### Tidbits

An unexpectedly full weekend leaves me caught short without a full fledged blog post for today. I’ll make up for it tomorrow. In the meantime, here are two tidbits to hold you over:

• A useful recipe for salted water. Do not fail to read the reviews.
• A puzzle I got from the mathematician Alexander Merkurjev. If I recall right, he told me that it had appeared on a college entrance exam in the old Soviet Union:

A regular 400-gon is tiled by parallelograms. Prove that at least 100 of those parallelograms must be rectangles.

(A regular 400-gon is a 400-sided figure with all sides equal and all angles equal. The parallelograms can all be of different sizes and shapes—or not. “Tiled” means that the interior of the 400-gon is entirely covered, with no overlaps.)

#### 14 Responses to “Tidbits”

1. 1 1 lukas

Aw. The maths puzzle is one of those problems where the answer is obvious to me nearly at the second glance, but it would take me ages to put it down coherently.

2. 2 2 Dan Rosenberry

I agree that it seems obvious, providing something I’d write down on a college entrance exam to be more than “it’s obvious, QED” took longer. Each of the steps below is still a bit weak.

Because only parallelograms are used, there must be a path (composed of adjacent parallelograms, maybe a couple wide*) through the 400-gon between opposite sides. Furthermore, this path has a cross section of width the same as the sides when measured parallel to opposite sides of the n-gon that it connects (even if no interior edge in the path is of that length)

Numbering the sides around the 400-gon, sides 50, 150, 250, 350 have a path between 50 and 250 and a path between 150 and 350. These intersect somewhere inside the parallelogram and all sides inside this region must be at right angles to each other. Since no side can be longer than the sides of the 400-gon, there must be at least one parallelogram completely inside this region, hence the region contains at least 1 rectangle.

This also generalizes to a 4n-gon having n rectangles.

* I think it’d be possible to prove than any tiling must be equivalent to a tiling where all parallelogram edges are the same length as the n-gon edges, with internal decomposition into smaller parallelograms, which simplifies the path argument a lot. I’d try to prove this if it was an untimed exam as it is much more elegant this way, but blog comments are more like a timed exam.

3. 3 3 Bennett Haselton

Dan, very elegant.
--*--
_Required task A:_
List the names of the commenters whose responses appear in the tidbits post.
_Required task B:_
Summarize the tidbits post in two sentences.
_Required task C:_
Pick up the tidbits post after its last line and continue it.
The entries that follow have no connection to the post above.

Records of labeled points
--*--
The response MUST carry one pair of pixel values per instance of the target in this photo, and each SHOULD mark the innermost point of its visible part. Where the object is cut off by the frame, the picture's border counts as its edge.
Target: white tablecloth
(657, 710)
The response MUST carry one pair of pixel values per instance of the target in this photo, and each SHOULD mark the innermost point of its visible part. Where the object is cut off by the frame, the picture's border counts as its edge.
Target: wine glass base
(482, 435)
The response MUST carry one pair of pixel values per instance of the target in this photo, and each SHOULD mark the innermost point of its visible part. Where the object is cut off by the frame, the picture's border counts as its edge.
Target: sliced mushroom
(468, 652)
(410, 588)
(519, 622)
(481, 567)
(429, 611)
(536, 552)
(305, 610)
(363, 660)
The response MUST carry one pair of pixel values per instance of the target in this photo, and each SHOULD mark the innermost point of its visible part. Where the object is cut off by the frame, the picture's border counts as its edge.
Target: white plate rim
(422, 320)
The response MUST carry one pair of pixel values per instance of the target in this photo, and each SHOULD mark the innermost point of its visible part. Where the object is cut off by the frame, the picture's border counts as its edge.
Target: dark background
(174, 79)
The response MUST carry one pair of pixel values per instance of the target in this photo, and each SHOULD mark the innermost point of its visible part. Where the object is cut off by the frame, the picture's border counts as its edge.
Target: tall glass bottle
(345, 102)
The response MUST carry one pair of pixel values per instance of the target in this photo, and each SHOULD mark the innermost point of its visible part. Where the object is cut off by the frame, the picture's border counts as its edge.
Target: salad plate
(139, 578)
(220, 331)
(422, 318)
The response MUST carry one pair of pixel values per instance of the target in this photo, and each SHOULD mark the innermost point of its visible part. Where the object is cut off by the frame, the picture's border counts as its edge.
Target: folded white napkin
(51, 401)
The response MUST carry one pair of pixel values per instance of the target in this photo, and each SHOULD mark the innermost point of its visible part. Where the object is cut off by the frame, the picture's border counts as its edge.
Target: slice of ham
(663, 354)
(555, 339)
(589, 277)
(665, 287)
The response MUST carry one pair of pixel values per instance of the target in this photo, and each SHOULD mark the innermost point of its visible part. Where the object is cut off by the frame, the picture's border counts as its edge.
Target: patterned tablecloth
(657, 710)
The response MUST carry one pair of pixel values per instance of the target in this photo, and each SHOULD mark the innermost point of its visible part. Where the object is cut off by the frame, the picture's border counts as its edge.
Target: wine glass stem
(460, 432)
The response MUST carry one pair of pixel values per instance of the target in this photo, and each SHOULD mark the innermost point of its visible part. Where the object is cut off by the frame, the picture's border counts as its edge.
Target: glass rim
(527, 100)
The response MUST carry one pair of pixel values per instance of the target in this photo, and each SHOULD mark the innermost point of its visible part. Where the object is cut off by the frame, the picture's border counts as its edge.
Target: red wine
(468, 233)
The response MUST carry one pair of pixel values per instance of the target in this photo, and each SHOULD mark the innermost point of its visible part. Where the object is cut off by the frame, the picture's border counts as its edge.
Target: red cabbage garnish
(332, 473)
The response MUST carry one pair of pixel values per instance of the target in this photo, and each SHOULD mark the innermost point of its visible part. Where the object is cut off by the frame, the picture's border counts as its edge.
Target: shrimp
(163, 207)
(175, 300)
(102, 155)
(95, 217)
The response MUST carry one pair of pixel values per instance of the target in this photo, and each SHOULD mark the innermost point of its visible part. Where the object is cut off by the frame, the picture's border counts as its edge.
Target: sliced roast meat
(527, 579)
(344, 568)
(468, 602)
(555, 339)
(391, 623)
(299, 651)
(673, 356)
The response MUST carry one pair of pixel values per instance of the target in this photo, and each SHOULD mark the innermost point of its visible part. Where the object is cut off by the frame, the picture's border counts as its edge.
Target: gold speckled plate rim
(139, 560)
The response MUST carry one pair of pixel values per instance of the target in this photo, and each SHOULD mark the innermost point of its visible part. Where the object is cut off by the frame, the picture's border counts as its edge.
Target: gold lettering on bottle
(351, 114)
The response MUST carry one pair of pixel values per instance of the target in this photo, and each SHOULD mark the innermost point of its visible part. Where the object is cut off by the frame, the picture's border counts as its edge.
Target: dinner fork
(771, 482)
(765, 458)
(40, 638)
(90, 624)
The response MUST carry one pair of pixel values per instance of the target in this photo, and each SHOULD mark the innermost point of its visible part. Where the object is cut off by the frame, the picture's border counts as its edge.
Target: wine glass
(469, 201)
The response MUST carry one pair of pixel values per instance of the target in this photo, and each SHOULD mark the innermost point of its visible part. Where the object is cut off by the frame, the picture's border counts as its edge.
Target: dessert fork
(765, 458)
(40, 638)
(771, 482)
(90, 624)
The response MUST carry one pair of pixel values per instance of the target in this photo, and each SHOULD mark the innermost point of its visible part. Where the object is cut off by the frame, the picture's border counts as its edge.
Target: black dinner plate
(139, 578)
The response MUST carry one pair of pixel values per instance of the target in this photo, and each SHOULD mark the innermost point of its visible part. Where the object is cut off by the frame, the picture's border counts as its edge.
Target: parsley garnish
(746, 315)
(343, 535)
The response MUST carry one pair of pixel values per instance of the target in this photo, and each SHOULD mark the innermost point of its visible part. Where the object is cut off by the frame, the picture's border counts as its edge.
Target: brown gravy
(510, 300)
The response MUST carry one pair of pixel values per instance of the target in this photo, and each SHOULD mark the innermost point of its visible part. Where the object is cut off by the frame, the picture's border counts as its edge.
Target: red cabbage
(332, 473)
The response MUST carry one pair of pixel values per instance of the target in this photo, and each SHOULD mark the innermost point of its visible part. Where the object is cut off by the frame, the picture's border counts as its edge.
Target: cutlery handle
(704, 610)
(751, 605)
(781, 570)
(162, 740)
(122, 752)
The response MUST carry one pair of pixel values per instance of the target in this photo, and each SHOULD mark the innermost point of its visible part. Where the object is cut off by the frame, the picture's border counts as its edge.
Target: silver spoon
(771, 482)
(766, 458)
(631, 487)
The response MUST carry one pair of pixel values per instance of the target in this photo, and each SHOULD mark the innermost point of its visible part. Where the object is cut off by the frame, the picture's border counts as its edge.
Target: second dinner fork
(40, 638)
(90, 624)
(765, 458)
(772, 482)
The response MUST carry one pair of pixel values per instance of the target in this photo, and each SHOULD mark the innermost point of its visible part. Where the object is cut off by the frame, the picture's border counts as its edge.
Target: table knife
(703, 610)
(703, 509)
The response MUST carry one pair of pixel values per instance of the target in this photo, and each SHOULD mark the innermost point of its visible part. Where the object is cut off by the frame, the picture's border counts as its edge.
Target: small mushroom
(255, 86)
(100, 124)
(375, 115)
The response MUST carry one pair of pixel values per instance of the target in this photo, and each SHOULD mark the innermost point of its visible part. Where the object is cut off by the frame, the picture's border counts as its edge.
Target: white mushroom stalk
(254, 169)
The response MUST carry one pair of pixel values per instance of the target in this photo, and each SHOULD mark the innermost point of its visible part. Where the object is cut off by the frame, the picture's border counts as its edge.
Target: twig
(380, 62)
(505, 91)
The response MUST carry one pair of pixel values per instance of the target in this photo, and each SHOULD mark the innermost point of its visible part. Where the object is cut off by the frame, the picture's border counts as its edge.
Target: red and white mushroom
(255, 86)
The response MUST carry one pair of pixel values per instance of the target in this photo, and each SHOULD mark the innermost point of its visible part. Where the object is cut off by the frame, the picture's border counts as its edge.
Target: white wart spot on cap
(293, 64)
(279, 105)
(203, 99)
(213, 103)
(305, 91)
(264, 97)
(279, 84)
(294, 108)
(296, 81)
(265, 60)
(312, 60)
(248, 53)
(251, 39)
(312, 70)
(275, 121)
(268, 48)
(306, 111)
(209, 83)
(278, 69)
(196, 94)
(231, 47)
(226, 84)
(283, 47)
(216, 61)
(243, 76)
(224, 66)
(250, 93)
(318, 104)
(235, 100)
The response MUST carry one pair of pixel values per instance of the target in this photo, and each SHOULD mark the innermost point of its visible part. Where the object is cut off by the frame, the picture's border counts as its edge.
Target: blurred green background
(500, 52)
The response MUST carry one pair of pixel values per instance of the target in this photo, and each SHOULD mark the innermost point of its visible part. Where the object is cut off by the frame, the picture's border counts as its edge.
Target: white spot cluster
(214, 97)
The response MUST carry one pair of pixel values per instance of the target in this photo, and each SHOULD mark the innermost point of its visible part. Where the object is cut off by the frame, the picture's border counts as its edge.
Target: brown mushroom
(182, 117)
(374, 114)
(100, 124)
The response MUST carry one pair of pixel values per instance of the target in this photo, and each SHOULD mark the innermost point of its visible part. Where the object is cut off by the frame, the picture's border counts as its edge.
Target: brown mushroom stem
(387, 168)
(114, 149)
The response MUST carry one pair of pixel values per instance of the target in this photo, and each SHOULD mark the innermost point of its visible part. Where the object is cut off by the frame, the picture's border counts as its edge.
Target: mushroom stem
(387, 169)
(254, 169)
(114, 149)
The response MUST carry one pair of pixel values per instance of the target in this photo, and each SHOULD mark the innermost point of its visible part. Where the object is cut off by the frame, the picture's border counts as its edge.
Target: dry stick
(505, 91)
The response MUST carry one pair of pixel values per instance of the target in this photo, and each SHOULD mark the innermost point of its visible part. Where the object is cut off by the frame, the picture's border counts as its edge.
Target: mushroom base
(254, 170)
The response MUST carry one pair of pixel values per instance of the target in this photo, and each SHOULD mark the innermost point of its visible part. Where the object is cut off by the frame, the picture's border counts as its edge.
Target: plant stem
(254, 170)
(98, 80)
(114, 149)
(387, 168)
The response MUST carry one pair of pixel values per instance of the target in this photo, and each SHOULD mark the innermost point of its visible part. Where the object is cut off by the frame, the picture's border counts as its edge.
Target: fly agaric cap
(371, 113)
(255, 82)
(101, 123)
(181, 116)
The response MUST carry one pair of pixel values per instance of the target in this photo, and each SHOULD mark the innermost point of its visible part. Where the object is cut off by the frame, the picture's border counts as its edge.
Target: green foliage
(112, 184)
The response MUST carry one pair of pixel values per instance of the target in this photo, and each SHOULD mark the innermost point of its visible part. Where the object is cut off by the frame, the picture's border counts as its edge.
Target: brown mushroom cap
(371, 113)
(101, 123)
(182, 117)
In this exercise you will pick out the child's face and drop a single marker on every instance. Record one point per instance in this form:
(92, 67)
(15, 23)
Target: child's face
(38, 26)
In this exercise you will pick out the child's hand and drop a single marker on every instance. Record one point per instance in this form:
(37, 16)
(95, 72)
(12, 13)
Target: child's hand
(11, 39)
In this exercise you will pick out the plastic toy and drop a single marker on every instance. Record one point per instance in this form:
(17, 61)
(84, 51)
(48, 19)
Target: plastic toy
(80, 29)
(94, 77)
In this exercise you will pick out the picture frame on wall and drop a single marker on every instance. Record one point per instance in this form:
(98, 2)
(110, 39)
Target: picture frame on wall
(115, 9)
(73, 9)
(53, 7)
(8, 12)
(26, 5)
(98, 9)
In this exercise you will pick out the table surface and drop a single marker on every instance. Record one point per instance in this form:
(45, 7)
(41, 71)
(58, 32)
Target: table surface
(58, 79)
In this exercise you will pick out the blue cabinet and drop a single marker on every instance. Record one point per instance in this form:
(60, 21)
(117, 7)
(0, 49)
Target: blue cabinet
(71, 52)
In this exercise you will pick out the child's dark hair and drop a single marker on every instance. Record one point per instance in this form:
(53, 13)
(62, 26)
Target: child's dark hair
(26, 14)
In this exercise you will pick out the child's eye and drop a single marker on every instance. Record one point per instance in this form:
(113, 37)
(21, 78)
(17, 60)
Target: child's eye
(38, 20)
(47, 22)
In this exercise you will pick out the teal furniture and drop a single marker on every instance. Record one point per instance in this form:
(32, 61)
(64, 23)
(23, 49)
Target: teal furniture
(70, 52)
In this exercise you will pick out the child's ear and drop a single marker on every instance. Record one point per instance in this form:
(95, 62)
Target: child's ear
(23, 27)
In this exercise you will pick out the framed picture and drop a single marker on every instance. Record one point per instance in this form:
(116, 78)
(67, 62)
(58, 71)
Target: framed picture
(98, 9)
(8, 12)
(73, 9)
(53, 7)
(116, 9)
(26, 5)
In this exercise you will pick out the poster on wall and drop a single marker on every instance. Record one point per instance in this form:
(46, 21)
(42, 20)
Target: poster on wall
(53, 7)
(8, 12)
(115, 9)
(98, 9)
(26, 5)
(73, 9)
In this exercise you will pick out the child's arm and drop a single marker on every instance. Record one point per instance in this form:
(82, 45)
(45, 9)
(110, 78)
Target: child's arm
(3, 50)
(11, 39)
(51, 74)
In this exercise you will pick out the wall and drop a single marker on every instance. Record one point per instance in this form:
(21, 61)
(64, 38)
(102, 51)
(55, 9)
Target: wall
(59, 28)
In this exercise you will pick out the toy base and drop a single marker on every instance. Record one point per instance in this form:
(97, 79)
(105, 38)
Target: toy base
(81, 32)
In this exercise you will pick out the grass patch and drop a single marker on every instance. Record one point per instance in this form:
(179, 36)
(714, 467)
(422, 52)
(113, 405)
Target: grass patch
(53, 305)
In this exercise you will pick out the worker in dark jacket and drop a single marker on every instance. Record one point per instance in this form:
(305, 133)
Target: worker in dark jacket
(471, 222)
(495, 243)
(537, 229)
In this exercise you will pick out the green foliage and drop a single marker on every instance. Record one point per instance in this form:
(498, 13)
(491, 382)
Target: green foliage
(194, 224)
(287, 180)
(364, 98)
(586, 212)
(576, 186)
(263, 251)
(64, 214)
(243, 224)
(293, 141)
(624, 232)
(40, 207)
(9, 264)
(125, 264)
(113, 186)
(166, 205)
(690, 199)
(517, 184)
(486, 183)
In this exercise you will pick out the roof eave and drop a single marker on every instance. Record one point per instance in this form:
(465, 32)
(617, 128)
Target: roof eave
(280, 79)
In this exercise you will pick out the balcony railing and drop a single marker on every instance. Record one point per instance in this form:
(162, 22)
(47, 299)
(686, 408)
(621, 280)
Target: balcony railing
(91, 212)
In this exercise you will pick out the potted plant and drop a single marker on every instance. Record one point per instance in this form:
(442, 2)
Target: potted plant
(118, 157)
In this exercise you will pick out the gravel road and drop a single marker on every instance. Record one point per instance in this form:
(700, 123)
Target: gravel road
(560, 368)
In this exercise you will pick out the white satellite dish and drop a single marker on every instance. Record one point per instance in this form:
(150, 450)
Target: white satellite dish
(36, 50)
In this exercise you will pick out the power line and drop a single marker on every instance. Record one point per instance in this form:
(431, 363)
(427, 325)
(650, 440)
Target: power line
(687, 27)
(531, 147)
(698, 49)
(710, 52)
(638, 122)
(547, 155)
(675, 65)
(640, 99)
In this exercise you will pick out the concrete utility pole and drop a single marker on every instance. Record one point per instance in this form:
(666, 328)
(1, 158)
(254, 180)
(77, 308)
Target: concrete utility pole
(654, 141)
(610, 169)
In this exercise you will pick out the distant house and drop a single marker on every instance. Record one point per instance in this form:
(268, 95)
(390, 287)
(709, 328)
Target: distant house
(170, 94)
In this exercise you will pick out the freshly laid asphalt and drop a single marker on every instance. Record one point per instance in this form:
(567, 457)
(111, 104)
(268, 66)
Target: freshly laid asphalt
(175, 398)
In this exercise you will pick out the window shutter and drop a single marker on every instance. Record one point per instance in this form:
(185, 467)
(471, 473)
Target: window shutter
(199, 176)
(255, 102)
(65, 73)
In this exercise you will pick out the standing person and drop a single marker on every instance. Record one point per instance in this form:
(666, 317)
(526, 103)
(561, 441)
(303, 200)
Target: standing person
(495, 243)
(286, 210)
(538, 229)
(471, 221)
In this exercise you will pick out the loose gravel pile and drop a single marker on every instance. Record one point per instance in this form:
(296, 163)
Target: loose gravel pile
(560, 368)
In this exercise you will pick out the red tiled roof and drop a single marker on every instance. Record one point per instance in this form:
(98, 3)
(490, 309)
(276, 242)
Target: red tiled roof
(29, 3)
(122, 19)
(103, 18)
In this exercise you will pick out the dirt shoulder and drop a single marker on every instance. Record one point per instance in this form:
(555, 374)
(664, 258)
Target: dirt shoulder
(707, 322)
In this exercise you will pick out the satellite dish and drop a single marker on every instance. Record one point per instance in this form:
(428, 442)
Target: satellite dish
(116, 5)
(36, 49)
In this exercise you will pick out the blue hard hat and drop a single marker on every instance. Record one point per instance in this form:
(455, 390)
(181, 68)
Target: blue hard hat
--*--
_Output A:_
lukas, Dan Rosenberry, Bennett Haselton

_Output B:_
After a busy weekend left no time for a full post, the author offers two tidbits: a recipe for salted water and a puzzle from mathematician Alexander Merkurjev asking for proof that any tiling of a regular 400-gon by parallelograms includes at least 100 rectangles. In the responses, one commenter finds the answer obvious but hard to write down, Dan Rosenberry sketches a proof based on paths between opposite sides, and Bennett Haselton calls it elegant.

_Output C:_
So I think this proves that those 100 parallelograms are not just rectangles, but squares, right? Because every parallelogram in the path leading from the north edge to the south edge, has a width equal to the edge lengths of the 400-gon, and every parallelogram in the path from the east edge to the west edge similarly has the same height, so the rectangle in their intersection has the same width and same height.

4. 4 4 lukas

See, but couldn’t paths split? Like so (for an octagon):

—-
/| |\
/ | | \
/ |–| \
| / /\ \ |
| / / \ \ |
|/ / \ \|
|– –|
\ \ / /
\ \ / /
\ \/ /
—-

This can get hairy.

5. 5 5 lukas

Aw, Steven’s blog doesn’t like my <pre> tags :(

6. 6 6 lukas

Let’s try this:

7. 7 7 lukas

Well I guess I’ll have to link to it.

8. 8 8 dave

hehe. interesting that the recipe was at 3.5 forks with a 78% ‘would make this again’. i was sorely tempted to leave my own review but thought it better to leave it here at the origin.

the puzzle is as usual far to difficult for me. it needs a dash of salt.
your optical illusionesque picture didnt help at all either, lukas.

9. 9 9 Dan Rosenberry

Lukas is right, as I was driving to work, I realized that the could split. The sum of the widths (in a direction parallel to the original edge) of the split paths is at least as long as the original edge.

Each crossing is a parallelogram or a decomposition into multiple and hence has at least one rectangle. Pushing the conclusion a bit further, a 4n-gon has rectangles/2 + squares >= n, so each of the 100 rectangles is either “special” and is also square or there’s an additional rectangle somewhere in the figure.

10. 10 10 Al V.

@Bennett Haselton, I’m not clear on why “… every parallelogram in the path leading from the north edge to the south edge, has a width equal to the edge lengths of the 400-gon…” I would think that parallelogram sides of 1/2 edge length would work equally well.

As a test, I tiled an octogon with 1/2 edge length parallelograms, and found it easy to tile the octogon, and wound up with 8 squares.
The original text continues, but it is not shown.